* _WHAT IS NEEDED_: Return all of the entries exactly as written.

* _GIVEN DATA_:
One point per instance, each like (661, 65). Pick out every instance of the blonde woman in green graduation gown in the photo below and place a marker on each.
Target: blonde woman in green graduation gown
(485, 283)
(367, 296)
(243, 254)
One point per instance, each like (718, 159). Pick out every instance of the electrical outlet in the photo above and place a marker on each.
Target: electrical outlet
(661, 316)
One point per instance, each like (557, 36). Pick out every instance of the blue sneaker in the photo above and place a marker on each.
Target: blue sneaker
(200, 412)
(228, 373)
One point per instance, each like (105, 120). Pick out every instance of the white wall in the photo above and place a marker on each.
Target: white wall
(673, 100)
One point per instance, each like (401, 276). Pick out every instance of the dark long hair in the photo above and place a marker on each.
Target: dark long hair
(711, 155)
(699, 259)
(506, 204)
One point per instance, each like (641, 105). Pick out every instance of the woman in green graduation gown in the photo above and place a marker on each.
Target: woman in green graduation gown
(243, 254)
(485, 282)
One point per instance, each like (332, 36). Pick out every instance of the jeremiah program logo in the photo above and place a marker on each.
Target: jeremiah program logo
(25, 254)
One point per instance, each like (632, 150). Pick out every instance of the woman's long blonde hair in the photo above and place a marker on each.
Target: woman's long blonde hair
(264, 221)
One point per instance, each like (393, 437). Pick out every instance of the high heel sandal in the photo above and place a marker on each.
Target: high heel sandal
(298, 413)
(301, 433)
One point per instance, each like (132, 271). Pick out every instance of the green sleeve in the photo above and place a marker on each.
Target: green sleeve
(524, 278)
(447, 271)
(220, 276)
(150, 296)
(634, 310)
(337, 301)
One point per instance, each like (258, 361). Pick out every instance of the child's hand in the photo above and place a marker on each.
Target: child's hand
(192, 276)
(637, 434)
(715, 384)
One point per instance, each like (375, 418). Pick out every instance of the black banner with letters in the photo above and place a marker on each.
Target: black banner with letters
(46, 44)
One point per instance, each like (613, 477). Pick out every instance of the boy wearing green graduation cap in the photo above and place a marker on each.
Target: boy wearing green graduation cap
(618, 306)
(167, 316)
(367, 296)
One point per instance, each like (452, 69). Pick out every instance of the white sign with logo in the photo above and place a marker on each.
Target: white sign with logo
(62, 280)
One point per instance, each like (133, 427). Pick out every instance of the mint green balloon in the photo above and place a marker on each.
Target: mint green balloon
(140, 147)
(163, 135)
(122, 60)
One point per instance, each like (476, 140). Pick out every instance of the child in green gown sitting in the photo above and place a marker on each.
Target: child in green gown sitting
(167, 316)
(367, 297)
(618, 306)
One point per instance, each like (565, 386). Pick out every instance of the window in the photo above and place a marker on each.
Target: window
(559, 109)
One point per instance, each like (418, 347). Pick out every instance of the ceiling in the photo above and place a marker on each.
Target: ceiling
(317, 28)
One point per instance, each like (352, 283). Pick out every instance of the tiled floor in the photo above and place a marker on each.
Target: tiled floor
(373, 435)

* _EXPECTED ANSWER_:
One point per instance, each like (661, 65). Pick out every instance of the blonde woman in green graduation gown in the photo below and place a marker on each.
Target: blonde woman in green graduation gown
(485, 283)
(367, 296)
(243, 254)
One point per instance, each like (718, 159). Pick out every instance of the electrical outlet in the photo above and place a marker on each.
Target: electrical outlet
(661, 316)
One point per instance, each like (557, 36). Pick out every instance of the blue sneaker in the photo above and place a marker on each.
Target: blue sneaker
(200, 412)
(228, 373)
One point per instance, each like (105, 120). Pick out every instance of the white wall in the photo above and place a marker on each.
Target: white wall
(673, 100)
One point per instance, each like (401, 276). Pick out every instance of the dark long hair in the photo above and place a marker on each.
Target: dark long hair
(711, 155)
(699, 259)
(506, 204)
One point per instance, each like (641, 105). Pick out every instance of the woman in green graduation gown in the photo above and place a marker on each.
Target: woman in green graduation gown
(243, 254)
(485, 282)
One point per instance, each like (332, 36). Pick out every instance of the jeremiah program logo in the photo above and place a marker on each.
Target: jeremiah program logo
(25, 254)
One point per instance, each like (632, 150). Pick out every instance of the woman's long blonde hair in the photo above and place a marker on each.
Target: woman's long blonde hair
(264, 221)
One point per instance, each like (393, 437). Pick out every instance of the high heel sandal in the photo above and place a marker on each.
Target: high heel sandal
(298, 413)
(301, 433)
One point per instance, each like (132, 271). Pick out every instance of the green sleeve in the photo above and place a marker on each.
Target: green sleeve
(524, 278)
(447, 271)
(220, 276)
(150, 296)
(634, 310)
(337, 301)
One point per instance, each like (258, 361). Pick out every instance of the child's hand in the photo above and place a marker on each.
Target: child's hand
(192, 276)
(637, 434)
(715, 384)
One point per instance, each like (375, 418). Pick out every instance of the black banner with letters in the photo above and place a marker on each.
Target: black banner with letters
(46, 44)
One point per instance, each like (613, 477). Pick out every instance of the boy wearing green graduation cap in the photo above and place a marker on each.
Target: boy wearing green graduation cap
(618, 306)
(167, 316)
(367, 296)
One point per instance, each like (452, 69). Pick out every instance of the white sign with logo in the photo above and place a marker on each.
Target: white sign with logo
(62, 280)
One point per instance, each like (133, 427). Pick out every instance of the mint green balloon in the photo above and place a marker on each.
Target: mint green balloon
(140, 147)
(163, 135)
(122, 60)
One point per instance, each like (476, 140). Pick out every instance of the child in green gown sitting in the photo above and place a marker on each.
Target: child in green gown sitting
(167, 316)
(367, 297)
(618, 306)
One point per instance, each like (565, 386). Pick out every instance of the window in the photo above and place a marker on each.
Target: window
(559, 109)
One point per instance, each like (418, 347). Pick out every instance of the ceiling in the photo above and place a marker on each.
Target: ceiling
(317, 28)
One point per instance, each like (352, 283). Pick out every instance of the tiled floor in the photo above and place a marker on each.
Target: tiled floor
(373, 435)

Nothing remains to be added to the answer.